» Source passage
┌──

A guide ring disposed on the mandrel is adapted for guiding the slidable packer shoe as the slidable packer shoe is moved relative to the mandrel. A check valve means disposed between the slidable packer shoe and the mandrel allows movement of fluid into the packer portion for inflation thereof while preventing deflation of the packer portion. A retaining means disposed within the slidable packer shoe is provided for preventing relative movement between the check valve means and the slidable packer shoe.
The present invention may also be described as a cementing tool apparatus comprising a mandrel having an inner passage defined therethrough and having an outer surface, an opening sleeve slidably received in the mandrel and movable between a closed position and an open position, passageway means adapted for communication with the inner passage when the opening sleeve is in the open position, an anchor ring disposed in the mandrel, a retainer ring for engaging the anchor ring and the mandrel, and locking means for locking the anchor ring and thereby limiting movement of the opening sleeve when the opening sleeve is moved to the open position thereof such that the anchor ring is locked with respect to the mandrel and disengagement of the retainer ring between the anchor ring and the mandrel is prevented.

└──

» Given request 1
Output every line of the rows below without changes, but leave the picture out of your answer.
The patent excerpt above and the rows below are unrelated material.

» Extracted material
┌──

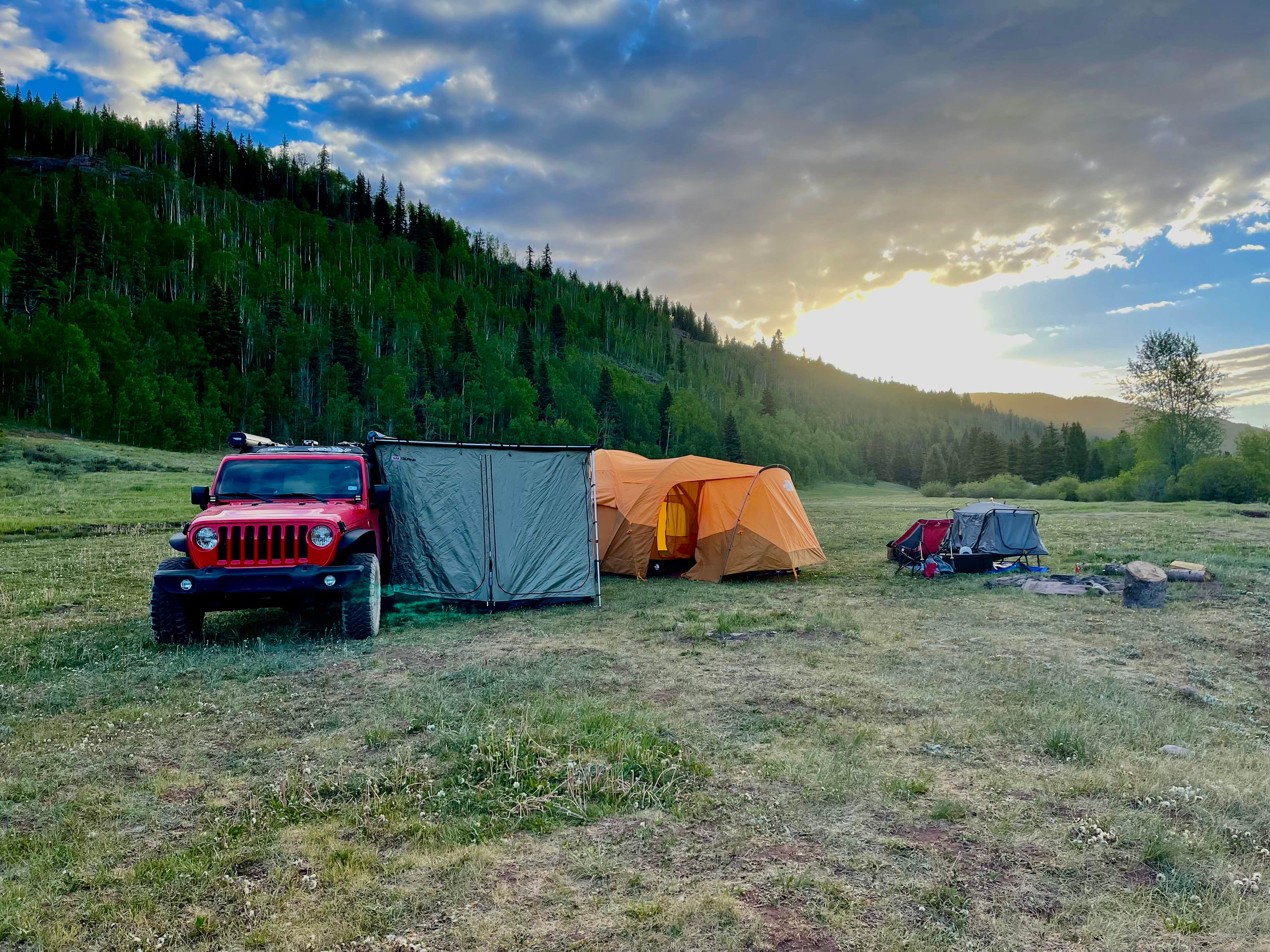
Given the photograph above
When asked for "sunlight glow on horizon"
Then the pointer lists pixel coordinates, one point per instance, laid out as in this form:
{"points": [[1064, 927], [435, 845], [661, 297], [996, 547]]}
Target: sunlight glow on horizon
{"points": [[938, 338]]}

└──

» Given request 2
Return the part of the patent passage starting at "A guide ring" and ending at "slidable packer shoe.", copied word for word.

» Problem solution 1
Given the photograph above
When asked for "sunlight glow on horizon"
Then the pointer lists pixel coordinates, one point per instance, laid out as in this form:
{"points": [[1064, 927], [435, 845], [661, 297], [996, 547]]}
Target: sunlight glow on horizon
{"points": [[938, 338]]}

» Problem solution 2
A guide ring disposed on the mandrel is adapted for guiding the slidable packer shoe as the slidable packer shoe is moved relative to the mandrel. A check valve means disposed between the slidable packer shoe and the mandrel allows movement of fluid into the packer portion for inflation thereof while preventing deflation of the packer portion. A retaining means disposed within the slidable packer shoe is provided for preventing relative movement between the check valve means and the slidable packer shoe.